Data for processing
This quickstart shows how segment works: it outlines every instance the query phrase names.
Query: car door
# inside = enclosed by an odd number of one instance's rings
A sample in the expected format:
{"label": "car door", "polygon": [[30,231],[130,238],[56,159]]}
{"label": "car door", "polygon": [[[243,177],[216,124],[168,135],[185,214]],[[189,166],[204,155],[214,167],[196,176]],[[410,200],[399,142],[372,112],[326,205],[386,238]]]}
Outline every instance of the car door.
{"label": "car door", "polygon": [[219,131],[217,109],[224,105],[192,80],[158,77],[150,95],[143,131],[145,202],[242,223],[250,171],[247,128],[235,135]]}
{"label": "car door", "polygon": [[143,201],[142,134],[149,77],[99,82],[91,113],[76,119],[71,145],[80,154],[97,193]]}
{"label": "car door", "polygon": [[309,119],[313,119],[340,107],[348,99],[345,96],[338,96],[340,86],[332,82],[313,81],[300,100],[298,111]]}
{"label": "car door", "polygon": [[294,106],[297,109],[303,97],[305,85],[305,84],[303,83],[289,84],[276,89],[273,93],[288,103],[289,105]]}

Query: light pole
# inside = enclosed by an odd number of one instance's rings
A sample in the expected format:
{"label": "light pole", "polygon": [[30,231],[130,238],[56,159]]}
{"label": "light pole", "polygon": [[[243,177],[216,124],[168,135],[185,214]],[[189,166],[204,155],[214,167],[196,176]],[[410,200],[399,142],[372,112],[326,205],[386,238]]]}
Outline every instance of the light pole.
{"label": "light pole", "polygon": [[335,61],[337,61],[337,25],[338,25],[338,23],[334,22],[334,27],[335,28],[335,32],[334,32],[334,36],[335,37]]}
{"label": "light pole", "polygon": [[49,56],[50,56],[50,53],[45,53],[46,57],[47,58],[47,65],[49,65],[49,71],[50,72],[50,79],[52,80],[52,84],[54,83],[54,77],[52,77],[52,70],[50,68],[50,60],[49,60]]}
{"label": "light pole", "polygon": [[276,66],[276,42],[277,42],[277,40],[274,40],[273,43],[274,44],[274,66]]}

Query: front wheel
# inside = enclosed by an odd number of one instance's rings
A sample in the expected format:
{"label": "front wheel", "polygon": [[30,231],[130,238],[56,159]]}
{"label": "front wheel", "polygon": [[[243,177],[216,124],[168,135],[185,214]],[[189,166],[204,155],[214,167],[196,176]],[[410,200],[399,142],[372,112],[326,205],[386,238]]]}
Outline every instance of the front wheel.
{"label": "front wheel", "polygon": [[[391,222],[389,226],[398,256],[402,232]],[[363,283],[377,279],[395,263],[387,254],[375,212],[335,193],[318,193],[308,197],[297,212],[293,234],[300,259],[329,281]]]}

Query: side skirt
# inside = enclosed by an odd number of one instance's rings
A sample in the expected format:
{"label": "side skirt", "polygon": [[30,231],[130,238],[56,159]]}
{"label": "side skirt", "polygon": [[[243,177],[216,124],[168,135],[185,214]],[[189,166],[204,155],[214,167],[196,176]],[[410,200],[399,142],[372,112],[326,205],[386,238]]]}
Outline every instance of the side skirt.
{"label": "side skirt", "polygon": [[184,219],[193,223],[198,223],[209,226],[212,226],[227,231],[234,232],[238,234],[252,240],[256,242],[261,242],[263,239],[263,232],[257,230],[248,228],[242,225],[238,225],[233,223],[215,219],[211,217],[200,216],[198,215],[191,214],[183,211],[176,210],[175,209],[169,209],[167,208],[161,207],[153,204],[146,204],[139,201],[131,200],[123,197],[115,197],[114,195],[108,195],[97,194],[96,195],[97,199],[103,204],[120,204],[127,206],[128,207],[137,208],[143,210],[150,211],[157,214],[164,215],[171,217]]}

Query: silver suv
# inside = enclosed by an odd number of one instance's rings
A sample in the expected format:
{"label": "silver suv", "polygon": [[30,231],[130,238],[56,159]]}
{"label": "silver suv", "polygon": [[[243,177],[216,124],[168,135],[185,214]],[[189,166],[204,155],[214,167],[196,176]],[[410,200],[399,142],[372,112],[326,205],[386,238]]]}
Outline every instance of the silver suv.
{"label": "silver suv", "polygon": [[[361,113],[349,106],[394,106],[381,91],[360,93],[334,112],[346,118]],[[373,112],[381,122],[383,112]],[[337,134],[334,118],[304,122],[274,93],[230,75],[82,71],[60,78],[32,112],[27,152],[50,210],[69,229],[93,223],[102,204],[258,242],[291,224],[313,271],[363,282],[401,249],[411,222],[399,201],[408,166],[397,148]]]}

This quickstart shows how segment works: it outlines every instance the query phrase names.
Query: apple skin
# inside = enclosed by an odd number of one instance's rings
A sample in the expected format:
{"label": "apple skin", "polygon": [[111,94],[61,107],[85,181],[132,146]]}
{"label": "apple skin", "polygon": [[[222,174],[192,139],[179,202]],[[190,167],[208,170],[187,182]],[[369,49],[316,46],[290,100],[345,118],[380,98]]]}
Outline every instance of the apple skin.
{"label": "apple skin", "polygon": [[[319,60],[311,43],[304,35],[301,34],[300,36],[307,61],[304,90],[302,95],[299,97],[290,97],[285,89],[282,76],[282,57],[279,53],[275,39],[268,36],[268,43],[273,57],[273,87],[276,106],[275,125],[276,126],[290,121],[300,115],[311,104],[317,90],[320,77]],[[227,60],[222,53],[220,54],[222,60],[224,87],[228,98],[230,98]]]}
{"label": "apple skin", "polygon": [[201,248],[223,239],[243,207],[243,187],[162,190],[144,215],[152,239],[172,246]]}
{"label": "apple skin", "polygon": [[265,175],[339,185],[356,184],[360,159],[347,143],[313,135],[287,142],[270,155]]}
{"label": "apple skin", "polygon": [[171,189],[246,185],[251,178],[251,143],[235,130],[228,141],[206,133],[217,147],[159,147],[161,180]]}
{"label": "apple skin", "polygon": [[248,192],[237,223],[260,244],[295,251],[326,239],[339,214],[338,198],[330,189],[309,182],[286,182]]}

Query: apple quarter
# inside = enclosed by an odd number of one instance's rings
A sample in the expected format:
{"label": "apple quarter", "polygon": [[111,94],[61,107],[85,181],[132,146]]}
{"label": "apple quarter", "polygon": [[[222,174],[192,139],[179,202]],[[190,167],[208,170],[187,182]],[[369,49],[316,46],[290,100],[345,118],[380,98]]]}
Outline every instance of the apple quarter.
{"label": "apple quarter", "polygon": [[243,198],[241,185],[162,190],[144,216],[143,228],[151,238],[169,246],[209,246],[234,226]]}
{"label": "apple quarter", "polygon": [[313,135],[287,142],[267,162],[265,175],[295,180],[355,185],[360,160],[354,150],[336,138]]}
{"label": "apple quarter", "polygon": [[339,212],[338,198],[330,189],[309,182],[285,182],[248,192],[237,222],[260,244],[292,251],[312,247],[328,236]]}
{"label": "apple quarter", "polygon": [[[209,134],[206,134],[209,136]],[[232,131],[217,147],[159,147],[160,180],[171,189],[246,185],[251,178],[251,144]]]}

Exercise objective
Reproduce the data above verbatim, starting at the line that contains "Query: side skirt" and stopping after the line that contains "Outline every instance of the side skirt.".

Response to the exercise
Query: side skirt
# inside = enclosed by an odd number of one instance's rings
A sample in the expected format:
{"label": "side skirt", "polygon": [[30,231],[130,238],[56,159]]}
{"label": "side skirt", "polygon": [[[243,177],[216,124],[168,135],[185,214]],[[189,166],[204,155],[214,167],[196,176]],[[410,200],[399,142],[372,112],[326,205],[386,238]]]}
Outline every instance of the side skirt.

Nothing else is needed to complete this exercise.